## TO DO
Write out every line of the data from its beginning through the line containing "450 112 L 449", shifting each coordinate in the answer outlines by -41 and leaving all other lines unchanged.

## Object outline annotations

----------------------------------------

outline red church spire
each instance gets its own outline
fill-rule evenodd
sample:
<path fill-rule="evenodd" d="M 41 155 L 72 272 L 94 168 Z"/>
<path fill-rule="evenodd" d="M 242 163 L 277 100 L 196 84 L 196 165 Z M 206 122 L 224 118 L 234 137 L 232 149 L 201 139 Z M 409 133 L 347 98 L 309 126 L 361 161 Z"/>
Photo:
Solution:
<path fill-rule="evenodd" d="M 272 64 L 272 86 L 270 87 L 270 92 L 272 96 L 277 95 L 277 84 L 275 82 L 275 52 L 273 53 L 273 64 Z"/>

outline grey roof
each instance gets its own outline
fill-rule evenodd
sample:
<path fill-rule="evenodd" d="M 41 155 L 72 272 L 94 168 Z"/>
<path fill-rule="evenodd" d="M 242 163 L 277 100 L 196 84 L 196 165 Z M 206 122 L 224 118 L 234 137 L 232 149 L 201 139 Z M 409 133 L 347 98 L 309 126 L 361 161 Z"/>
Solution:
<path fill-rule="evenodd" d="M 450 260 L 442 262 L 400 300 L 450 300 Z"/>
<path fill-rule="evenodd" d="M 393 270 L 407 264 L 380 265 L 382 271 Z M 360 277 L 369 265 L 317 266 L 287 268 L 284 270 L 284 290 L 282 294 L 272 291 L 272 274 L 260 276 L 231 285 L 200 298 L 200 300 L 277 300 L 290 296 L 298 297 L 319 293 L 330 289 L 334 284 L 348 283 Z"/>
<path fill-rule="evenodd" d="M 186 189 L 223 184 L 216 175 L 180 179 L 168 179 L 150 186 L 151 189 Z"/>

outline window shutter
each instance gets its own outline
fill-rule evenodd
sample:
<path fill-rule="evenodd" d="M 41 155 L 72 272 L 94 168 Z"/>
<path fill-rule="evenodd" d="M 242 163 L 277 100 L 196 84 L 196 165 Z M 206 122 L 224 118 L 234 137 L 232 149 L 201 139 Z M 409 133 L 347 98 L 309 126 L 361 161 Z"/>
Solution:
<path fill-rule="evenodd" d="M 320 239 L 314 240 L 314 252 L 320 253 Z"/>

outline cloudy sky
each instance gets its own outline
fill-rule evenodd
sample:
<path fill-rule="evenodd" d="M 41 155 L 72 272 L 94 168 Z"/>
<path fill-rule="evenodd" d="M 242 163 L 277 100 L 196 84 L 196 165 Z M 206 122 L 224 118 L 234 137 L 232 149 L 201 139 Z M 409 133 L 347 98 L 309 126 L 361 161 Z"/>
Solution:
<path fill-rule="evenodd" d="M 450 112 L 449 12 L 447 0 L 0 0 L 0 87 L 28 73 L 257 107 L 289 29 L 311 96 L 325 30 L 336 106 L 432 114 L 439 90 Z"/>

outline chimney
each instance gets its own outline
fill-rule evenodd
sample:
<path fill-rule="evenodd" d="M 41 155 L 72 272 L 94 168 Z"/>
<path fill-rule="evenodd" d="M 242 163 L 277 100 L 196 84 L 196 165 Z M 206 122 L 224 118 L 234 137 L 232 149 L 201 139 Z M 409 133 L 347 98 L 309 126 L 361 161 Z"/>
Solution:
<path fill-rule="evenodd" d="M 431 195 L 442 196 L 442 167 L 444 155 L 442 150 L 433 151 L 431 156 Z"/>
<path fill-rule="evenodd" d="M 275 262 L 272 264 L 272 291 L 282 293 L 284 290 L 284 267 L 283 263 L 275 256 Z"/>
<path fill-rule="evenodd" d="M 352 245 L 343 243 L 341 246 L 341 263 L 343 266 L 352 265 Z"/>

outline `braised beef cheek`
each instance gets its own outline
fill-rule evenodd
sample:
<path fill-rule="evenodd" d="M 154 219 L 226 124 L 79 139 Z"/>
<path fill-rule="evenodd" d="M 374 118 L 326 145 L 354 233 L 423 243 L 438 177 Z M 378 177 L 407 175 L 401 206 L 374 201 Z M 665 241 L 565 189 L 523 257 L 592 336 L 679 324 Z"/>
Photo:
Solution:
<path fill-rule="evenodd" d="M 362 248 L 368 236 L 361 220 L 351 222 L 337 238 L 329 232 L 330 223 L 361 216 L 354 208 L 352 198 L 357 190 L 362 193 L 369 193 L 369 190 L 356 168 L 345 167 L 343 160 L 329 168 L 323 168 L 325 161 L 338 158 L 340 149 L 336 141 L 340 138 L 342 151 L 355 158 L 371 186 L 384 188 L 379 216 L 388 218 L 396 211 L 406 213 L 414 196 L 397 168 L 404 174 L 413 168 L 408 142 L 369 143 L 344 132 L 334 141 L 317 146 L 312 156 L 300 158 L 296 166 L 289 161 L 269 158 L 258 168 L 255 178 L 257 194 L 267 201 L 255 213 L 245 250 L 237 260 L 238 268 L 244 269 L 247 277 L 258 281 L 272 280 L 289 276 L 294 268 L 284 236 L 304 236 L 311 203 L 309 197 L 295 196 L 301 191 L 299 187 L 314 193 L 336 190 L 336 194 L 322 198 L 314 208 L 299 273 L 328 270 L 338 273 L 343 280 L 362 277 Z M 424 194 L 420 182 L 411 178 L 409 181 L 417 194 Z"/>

----------------------------------------

## WRITTEN ANSWER
outline red church spire
each instance gets its own outline
fill-rule evenodd
sample:
<path fill-rule="evenodd" d="M 41 155 L 72 272 L 94 168 Z"/>
<path fill-rule="evenodd" d="M 242 163 L 277 100 L 196 84 L 196 165 Z M 206 122 L 224 118 L 234 137 L 232 149 L 201 139 Z M 409 133 L 347 98 L 309 126 L 361 161 Z"/>
Photo:
Solution:
<path fill-rule="evenodd" d="M 231 23 L 231 45 L 229 46 L 229 51 L 231 55 L 236 54 L 236 43 L 234 41 L 234 11 L 232 12 L 232 23 Z"/>

outline grey roof
each instance gets its own outline
fill-rule evenodd
sample:
<path fill-rule="evenodd" d="M 41 155 L 72 272 L 94 168 Z"/>
<path fill-rule="evenodd" d="M 242 163 L 277 100 L 196 84 L 196 165 Z M 206 122 L 224 118 L 234 137 L 232 149 L 201 139 Z M 409 133 L 347 98 L 309 126 L 361 161 Z"/>
Solution:
<path fill-rule="evenodd" d="M 409 219 L 401 221 L 359 259 L 409 259 Z"/>
<path fill-rule="evenodd" d="M 352 229 L 366 223 L 339 224 L 341 230 Z M 319 236 L 328 224 L 276 225 L 246 227 L 243 229 L 243 249 L 241 253 L 231 250 L 231 233 L 219 235 L 190 244 L 159 257 L 159 259 L 236 259 L 249 255 L 257 256 L 278 252 L 289 248 L 293 243 L 307 242 Z"/>
<path fill-rule="evenodd" d="M 145 148 L 182 143 L 175 134 L 139 138 L 127 138 L 109 145 L 110 148 Z"/>

outline window shutter
each instance gets its own outline
fill-rule evenodd
sample:
<path fill-rule="evenodd" d="M 41 155 L 72 272 L 94 168 Z"/>
<path fill-rule="evenodd" d="M 242 163 L 277 100 L 196 84 L 196 165 Z M 206 122 L 224 118 L 234 137 L 232 149 L 201 139 Z M 409 133 L 347 98 L 309 126 L 361 161 Z"/>
Solution:
<path fill-rule="evenodd" d="M 279 198 L 273 199 L 273 211 L 279 212 Z"/>

outline cloudy sky
each instance gets its own outline
fill-rule evenodd
sample:
<path fill-rule="evenodd" d="M 41 155 L 72 272 L 94 168 Z"/>
<path fill-rule="evenodd" d="M 242 163 L 277 100 L 196 84 L 196 165 Z M 206 122 L 224 118 L 234 137 L 232 149 L 201 139 Z M 409 133 L 347 98 L 309 126 L 361 161 Z"/>
Solution:
<path fill-rule="evenodd" d="M 409 71 L 408 -29 L 406 -41 L -41 -41 L -41 46 L -13 32 L 216 66 L 248 -12 L 270 55 L 284 -11 L 295 65 L 391 73 L 398 49 Z"/>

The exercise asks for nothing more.